#### Data for this task ####

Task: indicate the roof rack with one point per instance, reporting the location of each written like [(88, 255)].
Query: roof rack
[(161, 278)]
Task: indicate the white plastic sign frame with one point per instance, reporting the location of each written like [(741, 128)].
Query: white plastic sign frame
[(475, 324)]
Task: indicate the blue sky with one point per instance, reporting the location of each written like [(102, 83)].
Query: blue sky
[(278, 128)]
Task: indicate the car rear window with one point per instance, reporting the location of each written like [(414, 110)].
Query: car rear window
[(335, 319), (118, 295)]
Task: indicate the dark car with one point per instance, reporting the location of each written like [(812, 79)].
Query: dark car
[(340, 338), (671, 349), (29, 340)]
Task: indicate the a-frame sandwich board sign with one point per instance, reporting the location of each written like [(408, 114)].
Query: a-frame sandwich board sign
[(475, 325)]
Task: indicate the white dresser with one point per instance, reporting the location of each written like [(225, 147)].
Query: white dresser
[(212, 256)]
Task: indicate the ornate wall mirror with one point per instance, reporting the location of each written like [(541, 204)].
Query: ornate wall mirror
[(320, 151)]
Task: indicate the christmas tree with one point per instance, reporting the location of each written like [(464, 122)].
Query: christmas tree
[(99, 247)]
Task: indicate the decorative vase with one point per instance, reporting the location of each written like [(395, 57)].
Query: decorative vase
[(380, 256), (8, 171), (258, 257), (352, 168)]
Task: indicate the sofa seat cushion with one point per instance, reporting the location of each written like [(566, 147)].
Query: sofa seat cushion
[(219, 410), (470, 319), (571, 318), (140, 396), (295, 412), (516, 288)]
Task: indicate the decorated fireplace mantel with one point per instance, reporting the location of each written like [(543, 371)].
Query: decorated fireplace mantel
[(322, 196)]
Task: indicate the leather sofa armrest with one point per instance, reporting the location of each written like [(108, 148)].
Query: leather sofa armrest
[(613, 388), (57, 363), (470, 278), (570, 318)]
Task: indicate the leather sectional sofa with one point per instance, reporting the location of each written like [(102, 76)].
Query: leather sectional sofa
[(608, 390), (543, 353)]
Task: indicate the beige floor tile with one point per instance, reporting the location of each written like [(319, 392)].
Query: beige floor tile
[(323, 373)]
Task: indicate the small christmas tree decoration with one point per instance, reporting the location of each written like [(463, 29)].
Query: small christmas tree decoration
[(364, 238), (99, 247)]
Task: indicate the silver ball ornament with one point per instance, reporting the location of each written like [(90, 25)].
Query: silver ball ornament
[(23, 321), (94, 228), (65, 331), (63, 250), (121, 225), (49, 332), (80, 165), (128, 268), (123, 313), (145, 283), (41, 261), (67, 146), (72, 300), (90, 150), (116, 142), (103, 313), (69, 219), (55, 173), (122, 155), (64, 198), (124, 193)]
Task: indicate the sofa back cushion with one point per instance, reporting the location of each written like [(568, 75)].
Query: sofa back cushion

####

*Goal*. Reproduce all of the items above verbatim, line for line.

*Solution for this task*.
Task: indicate the roof rack with one point per instance, reporting the location of each written like [(88, 255)].
Query: roof rack
[(161, 278)]
Task: indicate the white plastic sign frame with one point per instance, reporting the location of each written like [(741, 128)].
Query: white plastic sign frame
[(475, 324)]
Task: indicate the blue sky with one point per instance, reporting the location of each written like [(102, 83)].
Query: blue sky
[(278, 128)]
Task: indicate the car rear window with one point per instance, reporting the location of each written like [(414, 110)].
Query: car rear window
[(335, 319), (118, 295)]
Task: indicate the dark car with one point per instance, reporting the location of each written like [(812, 79)].
Query: dark car
[(340, 338), (671, 349), (29, 340)]
Task: indicate the a-frame sandwich board sign with one point per instance, reporting the location of each written like [(408, 114)].
Query: a-frame sandwich board sign
[(475, 325)]
Task: indicate the white dresser with one point per instance, reporting the location of each written like [(225, 147)].
Query: white dresser
[(212, 256)]
Task: indicate the ornate wall mirror with one point per instance, reporting the location of each written like [(541, 204)].
Query: ornate wall mirror
[(320, 151)]
Task: indicate the christmas tree with one point per instance, reporting the location of each written like [(464, 122)].
Query: christmas tree
[(99, 247)]
Task: indicate the decorative vase with one point per instance, reporting the location of each written like [(395, 57)].
Query: decorative vase
[(380, 256), (8, 171), (258, 257), (352, 168)]
Task: indicate the sofa seat cushion with one point per instance, reporting the location of each written like [(566, 147)].
Query: sofa seat cushion
[(219, 410), (470, 319), (571, 318), (140, 396), (295, 412), (516, 288)]
Task: indicate the decorated fireplace mantel with one point per instance, reporting the location of each written like [(543, 371)].
Query: decorated fireplace mantel
[(322, 196)]
Task: indicate the leather sofa armrest with one point per instance, reporting the location of each written like [(108, 148)].
Query: leather sofa armrest
[(613, 388), (57, 363), (470, 278), (570, 318)]
Task: indicate the leather sectional sofa with one point per instance, reporting the location of each written like [(102, 76)].
Query: leather sectional sofa
[(608, 390), (543, 353)]
Task: indicate the beige floor tile with one point per instance, reporting the location of each written like [(319, 392)].
Query: beige floor tile
[(323, 373)]
Task: indicate the small christmas tree decoration with one point per instance, reporting the location of each written like [(463, 29)].
Query: small christmas tree decoration
[(364, 238), (99, 247)]
Task: indicate the silver ball ornament with one point per instance, reporting the location of each written like [(90, 25)].
Query: silver ball ornament
[(23, 321), (94, 228), (65, 331), (63, 250), (121, 225), (49, 332), (80, 165), (128, 268), (123, 313), (145, 283), (41, 261), (67, 146), (72, 300), (90, 150), (116, 142), (103, 313), (69, 219), (55, 173), (122, 155), (64, 198), (124, 193)]
Task: indicate the sofa back cushion with one point per instance, reporting the location of each written like [(568, 75)].
Query: sofa back cushion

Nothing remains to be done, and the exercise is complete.